Short exercise:
Quote word for word every line of the items below, from the line containing "target: woman's elbow" through the end of the items, leaving the pictures out.

Entries provided:

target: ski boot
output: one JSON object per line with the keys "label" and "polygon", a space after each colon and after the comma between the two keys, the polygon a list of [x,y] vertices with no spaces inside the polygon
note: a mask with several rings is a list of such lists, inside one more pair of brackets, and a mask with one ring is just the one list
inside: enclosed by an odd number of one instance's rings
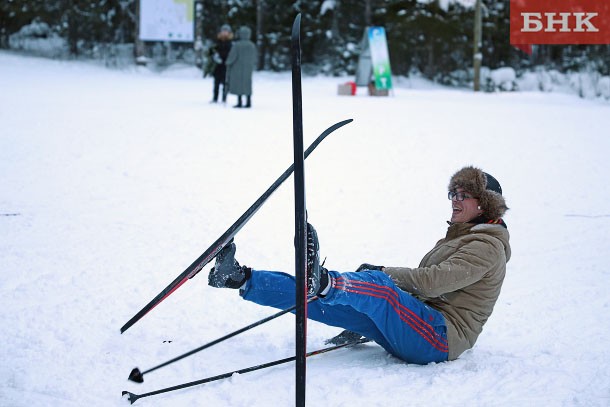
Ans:
{"label": "ski boot", "polygon": [[217,288],[240,288],[252,275],[252,269],[235,260],[235,243],[225,246],[216,256],[208,275],[208,285]]}
{"label": "ski boot", "polygon": [[320,265],[318,232],[307,223],[307,295],[318,295],[328,285],[328,270]]}

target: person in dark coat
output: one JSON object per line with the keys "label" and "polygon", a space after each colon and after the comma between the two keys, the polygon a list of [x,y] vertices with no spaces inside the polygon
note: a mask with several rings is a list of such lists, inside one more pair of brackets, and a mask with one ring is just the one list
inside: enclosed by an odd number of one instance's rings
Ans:
{"label": "person in dark coat", "polygon": [[[237,32],[237,40],[231,47],[227,58],[227,82],[229,93],[237,95],[237,105],[234,107],[252,106],[252,73],[256,68],[256,45],[250,40],[252,31],[242,26]],[[246,104],[242,105],[242,96],[246,96]]]}
{"label": "person in dark coat", "polygon": [[218,102],[218,94],[220,93],[220,86],[222,85],[222,103],[227,101],[227,57],[231,51],[231,40],[233,39],[233,31],[231,27],[224,24],[220,27],[220,31],[216,36],[216,44],[210,48],[210,58],[214,61],[214,96],[212,103]]}

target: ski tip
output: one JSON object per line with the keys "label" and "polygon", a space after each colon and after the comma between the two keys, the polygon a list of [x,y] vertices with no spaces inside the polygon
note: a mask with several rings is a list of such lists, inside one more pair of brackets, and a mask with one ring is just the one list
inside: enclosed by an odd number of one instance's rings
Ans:
{"label": "ski tip", "polygon": [[135,403],[135,401],[139,398],[137,394],[133,394],[128,391],[123,391],[121,393],[121,397],[125,397],[125,395],[127,395],[127,400],[129,400],[131,404]]}
{"label": "ski tip", "polygon": [[129,374],[129,380],[136,383],[144,383],[144,376],[142,375],[142,372],[140,372],[140,369],[137,367],[133,369]]}

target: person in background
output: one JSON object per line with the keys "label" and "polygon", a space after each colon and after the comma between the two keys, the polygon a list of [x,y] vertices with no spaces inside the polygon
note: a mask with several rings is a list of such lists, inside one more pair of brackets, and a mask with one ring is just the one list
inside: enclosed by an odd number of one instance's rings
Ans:
{"label": "person in background", "polygon": [[[237,95],[237,104],[233,107],[252,107],[252,74],[256,68],[257,49],[250,40],[251,35],[250,28],[240,27],[227,58],[228,90]],[[246,97],[245,105],[242,96]]]}
{"label": "person in background", "polygon": [[220,93],[220,87],[222,86],[222,103],[227,101],[227,57],[231,51],[231,45],[233,40],[233,31],[228,24],[224,24],[220,27],[220,31],[216,36],[216,44],[210,48],[210,59],[214,63],[214,69],[212,75],[214,75],[214,94],[212,97],[212,103],[218,103],[218,95]]}
{"label": "person in background", "polygon": [[[417,267],[364,263],[356,272],[329,271],[319,263],[318,236],[307,224],[308,295],[318,297],[309,303],[308,317],[347,330],[336,338],[364,336],[408,363],[454,360],[471,349],[492,314],[511,256],[502,220],[508,207],[500,183],[475,167],[457,171],[448,190],[447,233]],[[247,301],[280,309],[295,301],[294,276],[240,266],[234,243],[216,257],[208,284],[239,289]]]}

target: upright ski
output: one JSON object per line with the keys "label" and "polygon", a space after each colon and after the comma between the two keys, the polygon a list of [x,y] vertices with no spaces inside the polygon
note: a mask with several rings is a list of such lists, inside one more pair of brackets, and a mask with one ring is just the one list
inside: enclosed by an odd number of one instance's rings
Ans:
{"label": "upright ski", "polygon": [[[328,136],[330,133],[337,130],[338,128],[345,126],[351,121],[352,119],[343,120],[324,130],[324,132],[322,132],[322,134],[320,134],[318,138],[314,140],[313,143],[311,143],[307,151],[305,151],[305,158],[307,158],[309,154],[311,154],[313,150],[316,149],[316,147],[322,142],[322,140],[326,138],[326,136]],[[225,247],[225,245],[227,245],[231,241],[231,239],[233,239],[237,232],[239,232],[241,228],[246,223],[248,223],[250,218],[252,218],[252,216],[260,209],[260,207],[271,196],[271,194],[273,194],[273,192],[275,192],[275,190],[277,190],[279,186],[282,185],[282,183],[286,181],[286,179],[288,179],[290,174],[292,174],[293,170],[294,164],[288,167],[288,169],[286,169],[286,171],[284,171],[284,173],[280,175],[280,177],[273,184],[271,184],[271,186],[256,200],[256,202],[254,202],[252,206],[250,206],[250,208],[248,208],[248,210],[244,212],[243,215],[241,215],[241,217],[237,219],[237,221],[235,221],[235,223],[233,223],[233,225],[231,225],[231,227],[229,227],[229,229],[227,229],[222,234],[222,236],[220,236],[214,243],[212,243],[212,245],[208,247],[206,251],[204,251],[203,254],[193,262],[193,264],[188,266],[186,270],[184,270],[178,277],[176,277],[174,281],[172,281],[167,287],[165,287],[163,291],[157,294],[157,296],[153,298],[152,301],[146,304],[144,308],[142,308],[136,315],[134,315],[129,321],[127,321],[127,323],[125,323],[125,325],[121,327],[121,333],[125,332],[132,325],[142,319],[144,315],[148,314],[153,308],[155,308],[163,300],[169,297],[186,281],[193,278],[197,273],[199,273],[201,269],[205,267],[206,264],[212,261],[216,257],[216,255],[222,250],[222,248]]]}
{"label": "upright ski", "polygon": [[294,144],[294,224],[296,278],[296,403],[305,407],[307,359],[307,219],[303,158],[303,103],[301,93],[301,14],[292,25],[292,128]]}

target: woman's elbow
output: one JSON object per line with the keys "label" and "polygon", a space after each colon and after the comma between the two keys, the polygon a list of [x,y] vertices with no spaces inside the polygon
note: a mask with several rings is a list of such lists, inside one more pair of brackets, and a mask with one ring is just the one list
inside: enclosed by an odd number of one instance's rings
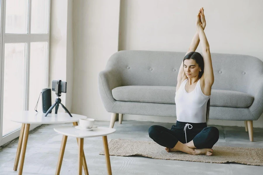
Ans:
{"label": "woman's elbow", "polygon": [[209,46],[206,47],[203,49],[203,52],[210,52],[210,49]]}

Right answer:
target: woman's elbow
output: one JSON object per line with the keys "label" and "polygon", a space after each colon and after the comma between the two keys, the polygon a list of [x,y] vertices with no spaces inside the polygon
note: a mask with several rings is a list of such lists, inside one more pair of brackets, and a mask with one ring is just the one list
inside: enclosed by an odd number of one instance's rings
Ans:
{"label": "woman's elbow", "polygon": [[209,46],[206,47],[203,49],[203,52],[210,52],[210,49]]}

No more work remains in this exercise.